WHAT IS BEING ASKED — Put the lines from the start of the rows through the line containing "left=98, top=91, right=228, bottom=163" into a Markdown table with the columns Number and Line, numbering each line and skipping blank ones. Leave the pictures out of the table.

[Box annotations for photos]

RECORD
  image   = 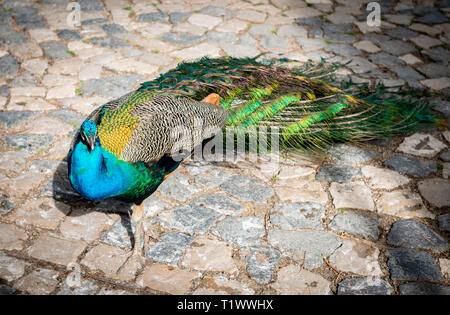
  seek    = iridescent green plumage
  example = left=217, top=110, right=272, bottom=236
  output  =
left=69, top=57, right=436, bottom=205
left=139, top=57, right=436, bottom=156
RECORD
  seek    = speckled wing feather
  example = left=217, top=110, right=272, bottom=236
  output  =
left=98, top=91, right=228, bottom=163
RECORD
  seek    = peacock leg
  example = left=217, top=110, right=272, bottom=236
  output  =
left=131, top=203, right=145, bottom=260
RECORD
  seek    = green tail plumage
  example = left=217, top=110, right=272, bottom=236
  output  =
left=139, top=57, right=438, bottom=155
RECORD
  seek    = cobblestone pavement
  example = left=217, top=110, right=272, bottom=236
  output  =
left=0, top=0, right=450, bottom=294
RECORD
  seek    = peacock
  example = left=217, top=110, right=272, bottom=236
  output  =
left=67, top=57, right=438, bottom=257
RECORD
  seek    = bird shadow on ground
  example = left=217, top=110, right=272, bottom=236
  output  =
left=50, top=161, right=134, bottom=247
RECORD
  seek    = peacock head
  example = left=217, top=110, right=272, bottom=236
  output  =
left=80, top=120, right=98, bottom=152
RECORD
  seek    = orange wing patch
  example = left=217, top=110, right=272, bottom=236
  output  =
left=98, top=124, right=137, bottom=157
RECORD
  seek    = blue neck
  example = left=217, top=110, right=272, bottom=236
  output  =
left=69, top=139, right=133, bottom=200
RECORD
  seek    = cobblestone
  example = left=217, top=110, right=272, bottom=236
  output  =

EXERCISE OUTPUT —
| Number | Line |
|---|---|
| 1 | RECORD |
| 2 |   image   =  |
| 3 |   seek    = iridescent green plumage |
| 4 |   example = left=217, top=110, right=272, bottom=236 |
| 5 |   output  = |
| 6 | left=69, top=57, right=436, bottom=205 |
| 7 | left=139, top=57, right=436, bottom=156 |
| 8 | RECORD |
| 9 |   seek    = speckled wing feather |
| 10 |   example = left=217, top=110, right=272, bottom=236 |
| 11 |   output  = |
| 12 | left=98, top=91, right=228, bottom=163 |